Exercise directions
Every entry must be given again exactly. Include no pictures.
START Given entries
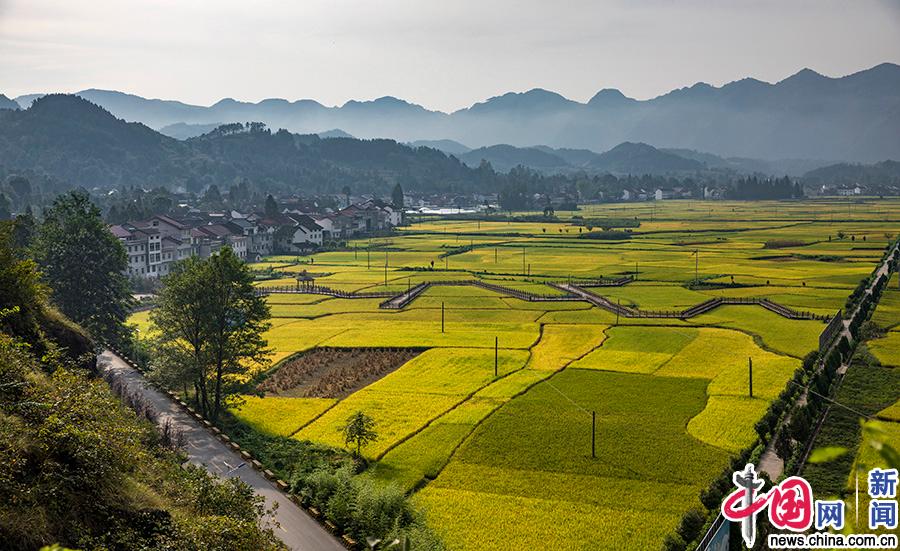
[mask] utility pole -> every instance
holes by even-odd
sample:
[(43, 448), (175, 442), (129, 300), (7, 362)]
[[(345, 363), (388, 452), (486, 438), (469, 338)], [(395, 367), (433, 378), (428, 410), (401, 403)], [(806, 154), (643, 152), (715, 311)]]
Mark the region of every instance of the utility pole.
[(441, 333), (444, 332), (444, 303), (441, 303)]
[(498, 352), (499, 342), (500, 342), (500, 339), (499, 339), (498, 337), (494, 337), (494, 378), (495, 378), (495, 379), (497, 378), (497, 364), (499, 363), (499, 362), (498, 362), (498, 358), (499, 358), (499, 352)]
[(750, 397), (753, 398), (753, 358), (747, 358), (750, 360)]
[(497, 263), (497, 247), (494, 247), (494, 264)]
[(384, 252), (384, 286), (387, 287), (388, 253)]
[(634, 263), (634, 279), (637, 280), (638, 277), (638, 263)]
[(371, 248), (366, 249), (366, 269), (367, 270), (372, 269), (372, 249)]
[(525, 247), (522, 247), (522, 273), (525, 273)]
[(597, 459), (597, 412), (591, 412), (591, 457)]
[(619, 307), (616, 308), (616, 325), (619, 325), (619, 310), (622, 309), (622, 299), (619, 299)]

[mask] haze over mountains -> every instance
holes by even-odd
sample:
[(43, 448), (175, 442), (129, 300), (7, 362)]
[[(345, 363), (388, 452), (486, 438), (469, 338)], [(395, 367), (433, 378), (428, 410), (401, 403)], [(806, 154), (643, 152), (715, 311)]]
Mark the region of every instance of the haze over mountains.
[[(182, 138), (197, 135), (192, 134), (195, 131), (202, 133), (199, 131), (209, 125), (260, 121), (299, 133), (340, 129), (360, 138), (393, 138), (414, 144), (424, 140), (432, 147), (442, 144), (439, 148), (444, 151), (455, 148), (450, 152), (463, 157), (471, 155), (463, 148), (496, 144), (601, 152), (623, 142), (644, 142), (673, 148), (669, 153), (688, 160), (701, 161), (677, 150), (737, 157), (727, 162), (738, 164), (752, 159), (867, 163), (900, 159), (900, 66), (893, 63), (840, 78), (804, 69), (776, 84), (752, 78), (722, 87), (698, 83), (646, 101), (604, 89), (587, 103), (579, 103), (535, 89), (510, 92), (450, 114), (393, 97), (349, 101), (340, 107), (308, 99), (258, 103), (223, 99), (203, 107), (104, 90), (85, 90), (78, 95), (117, 117)], [(25, 107), (35, 97), (38, 95), (20, 96), (16, 101)], [(534, 151), (529, 154), (537, 159), (539, 154)], [(516, 154), (513, 150), (494, 153)], [(559, 152), (543, 153), (566, 157)], [(572, 164), (573, 155), (568, 154), (567, 165)], [(557, 161), (545, 157), (543, 162)], [(797, 170), (822, 164), (800, 163)]]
END Given entries
Task solution
[mask] utility pole -> every instance
holes by even-odd
sample:
[(43, 448), (175, 442), (129, 300), (7, 362)]
[[(345, 363), (388, 452), (486, 438), (469, 338)], [(395, 367), (433, 378), (428, 410), (401, 403)], [(806, 154), (643, 152), (715, 311)]]
Mark the region of every instance of the utility pole.
[(441, 333), (444, 332), (444, 303), (441, 303)]
[(498, 352), (499, 342), (500, 342), (500, 339), (499, 339), (498, 337), (494, 337), (494, 378), (495, 378), (495, 379), (497, 378), (497, 364), (499, 363), (499, 362), (498, 362), (498, 358), (499, 358), (499, 352)]
[(750, 397), (753, 398), (753, 358), (747, 358), (750, 360)]
[(497, 263), (497, 247), (494, 247), (494, 264)]
[(384, 252), (384, 286), (387, 287), (388, 253)]
[(634, 263), (634, 279), (637, 280), (638, 277), (638, 263)]
[(371, 248), (366, 249), (366, 269), (367, 270), (372, 269), (372, 249)]
[(525, 247), (522, 247), (522, 273), (525, 273)]
[(597, 459), (597, 412), (591, 412), (591, 457)]
[(619, 307), (616, 308), (616, 325), (619, 325), (619, 310), (622, 309), (622, 299), (619, 299)]

[mask] haze over mountains -> every instance
holes by even-odd
sample:
[(43, 448), (175, 442), (129, 300), (7, 362)]
[[(345, 363), (388, 452), (486, 438), (469, 338)], [(395, 367), (433, 378), (428, 410), (401, 403)], [(806, 154), (643, 152), (715, 311)]]
Mark the region of every instance of the haze over mountains.
[[(182, 138), (197, 135), (192, 134), (195, 131), (202, 133), (199, 131), (209, 125), (260, 121), (299, 133), (340, 129), (360, 138), (393, 138), (414, 144), (424, 140), (432, 147), (442, 144), (439, 148), (444, 151), (455, 148), (450, 152), (463, 157), (471, 155), (463, 148), (496, 144), (601, 152), (623, 142), (644, 142), (673, 148), (669, 153), (688, 160), (701, 161), (677, 150), (737, 157), (727, 162), (738, 164), (752, 159), (867, 163), (900, 159), (900, 66), (893, 63), (840, 78), (804, 69), (776, 84), (752, 78), (722, 87), (698, 83), (646, 101), (604, 89), (587, 103), (579, 103), (535, 89), (510, 92), (450, 114), (393, 97), (349, 101), (340, 107), (308, 99), (258, 103), (223, 99), (203, 107), (104, 90), (85, 90), (78, 95), (117, 117)], [(25, 107), (35, 97), (38, 95), (20, 96), (16, 101)], [(534, 151), (529, 154), (537, 159), (539, 154)], [(516, 154), (513, 150), (494, 153)], [(559, 152), (543, 153), (566, 157)], [(572, 164), (573, 155), (568, 154), (567, 165)], [(557, 161), (545, 157), (543, 162)], [(797, 170), (822, 164), (800, 163)]]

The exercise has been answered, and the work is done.